* _原始文档_
============
第二步，前向传播，这里要分是否是输出层来讨论：

x = X
#记录缓存
Cache = {}
Cache_dropout = {}
for i in range(self.num_layers):
	W = self.params["W"+str(i+1)]
	b = self.params["b"+str(i+1)]
	if i < self.num_layers - 1:
		x, cache = affine_relu_forward(x, W, b)
	else:
		x, cache = affine_forward(x, W, b)
	#存入缓存
	Cache["cache"+str(i+1)] = cache
    
#输出
scores = x

第三步，反向传播，依旧要分是否是输出层来讨论

#损失以及dout
loss, dout = softmax_loss(scores, y)
#加上正则项
for i in range(self.num_layers):
	W = self.params["W"+str(i+1)]
	loss += self.reg * (np.sum(W ** 2)) / 2
#计算dWi
for i in range(self.num_layers, 0, -1):
	cache = Cache["cache"+str(i)]
	W = self.params["W"+str(i)]
	if i == self.num_layers:
		dz, dW, db = affine_backward(dout, cache)
	else:
		dz, dW, db = affine_relu_backward(dz, cache)

	#加上正则项
	dW += self.reg * W
	#存入字典
	grads["W"+str(i)] = dW
	grads["b"+str(i)] = db

这部分内容只需要细心就可以完成，并不是很难。

SGD+Momentum

这里使用的更新公式如下：

$\begin{aligned} v_{t+1} &= \rho v_t -\alpha \nabla f(x_t+\rho v_t) \\ x_{t+1}&= x_t + v_{t+1} \end{aligned}$

v = config["momentum"] * v - config['learning_rate'] * dw
next_w = w + v

RMSProp

config['cache'] = config['decay_rate'] * config['cache'] + (1 - config['decay_rate']) * dx * dx
next_x = x - config['learning_rate'] * dx / (np.sqrt(config['cache']) + config['epsilon'])
============
* _记录信息_
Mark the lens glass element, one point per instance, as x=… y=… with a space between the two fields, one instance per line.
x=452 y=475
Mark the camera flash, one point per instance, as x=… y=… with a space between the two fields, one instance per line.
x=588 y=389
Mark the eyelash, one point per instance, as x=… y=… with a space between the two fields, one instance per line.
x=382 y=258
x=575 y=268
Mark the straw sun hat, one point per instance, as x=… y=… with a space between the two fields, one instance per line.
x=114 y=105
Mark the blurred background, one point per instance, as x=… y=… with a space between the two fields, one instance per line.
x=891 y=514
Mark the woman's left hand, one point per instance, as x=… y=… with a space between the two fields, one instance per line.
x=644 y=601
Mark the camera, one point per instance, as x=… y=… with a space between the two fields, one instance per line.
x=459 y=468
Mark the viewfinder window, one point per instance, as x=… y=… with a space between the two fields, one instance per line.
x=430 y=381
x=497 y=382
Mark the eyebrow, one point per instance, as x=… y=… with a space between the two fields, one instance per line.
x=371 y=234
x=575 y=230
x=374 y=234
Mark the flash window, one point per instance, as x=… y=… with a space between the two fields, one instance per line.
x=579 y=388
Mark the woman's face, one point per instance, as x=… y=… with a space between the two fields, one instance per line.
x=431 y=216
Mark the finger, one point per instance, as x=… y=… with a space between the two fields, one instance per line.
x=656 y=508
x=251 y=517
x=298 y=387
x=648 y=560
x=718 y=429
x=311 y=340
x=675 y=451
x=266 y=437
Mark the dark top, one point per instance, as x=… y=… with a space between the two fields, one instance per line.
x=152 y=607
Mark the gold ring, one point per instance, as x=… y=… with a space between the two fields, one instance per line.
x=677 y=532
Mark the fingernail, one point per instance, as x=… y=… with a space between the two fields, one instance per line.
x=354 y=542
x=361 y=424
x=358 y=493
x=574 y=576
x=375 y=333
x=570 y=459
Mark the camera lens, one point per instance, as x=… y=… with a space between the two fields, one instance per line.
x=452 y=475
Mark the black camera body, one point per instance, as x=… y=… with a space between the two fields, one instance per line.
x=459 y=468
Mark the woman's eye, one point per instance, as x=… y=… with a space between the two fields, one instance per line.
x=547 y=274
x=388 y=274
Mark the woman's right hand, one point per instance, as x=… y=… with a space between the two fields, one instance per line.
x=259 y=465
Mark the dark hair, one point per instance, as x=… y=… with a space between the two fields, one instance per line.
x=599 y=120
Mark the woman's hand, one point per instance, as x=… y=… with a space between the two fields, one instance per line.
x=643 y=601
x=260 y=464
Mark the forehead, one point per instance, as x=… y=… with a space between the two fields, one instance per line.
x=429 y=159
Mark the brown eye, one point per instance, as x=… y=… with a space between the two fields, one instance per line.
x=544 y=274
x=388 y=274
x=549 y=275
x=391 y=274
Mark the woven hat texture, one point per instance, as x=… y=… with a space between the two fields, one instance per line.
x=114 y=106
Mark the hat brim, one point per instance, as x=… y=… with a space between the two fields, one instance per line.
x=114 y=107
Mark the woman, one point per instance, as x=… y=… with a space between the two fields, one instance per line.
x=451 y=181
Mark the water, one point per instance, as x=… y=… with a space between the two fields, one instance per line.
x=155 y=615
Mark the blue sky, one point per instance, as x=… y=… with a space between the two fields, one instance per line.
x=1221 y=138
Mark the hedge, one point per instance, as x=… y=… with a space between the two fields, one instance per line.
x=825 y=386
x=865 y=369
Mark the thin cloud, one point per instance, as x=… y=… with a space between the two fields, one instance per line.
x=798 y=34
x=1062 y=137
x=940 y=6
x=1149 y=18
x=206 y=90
============
用三句话概括原始文档的内容。

* _书面回答_
前向传播时，输出层使用 affine_forward，其余各层使用 affine_relu_forward，每层的缓存存入 Cache，最后一层的输出即为 scores。反向传播先用 softmax_loss 求出损失和 dout 并给损失加上正则项，再从输出层起逐层向前计算 dW 和 db，给 dW 加上正则项后存入 grads；作者认为这部分只要细心就能完成。文中还给出了 SGD+Momentum 的更新公式和代码，以及 RMSProp 的更新代码。